[Stored data]

= = = = =

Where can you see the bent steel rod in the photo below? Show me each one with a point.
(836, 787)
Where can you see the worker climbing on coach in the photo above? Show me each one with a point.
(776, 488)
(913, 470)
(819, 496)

= = = = =

**What is being asked:**
Output the records above in their entirety, exactly.

**Result of this task:**
Where can you see the bent steel rod in the photo below? Show me each one with a point.
(836, 787)
Where can you see the worker climbing on coach in the photo above? Show me each one with a point.
(776, 488)
(913, 470)
(819, 496)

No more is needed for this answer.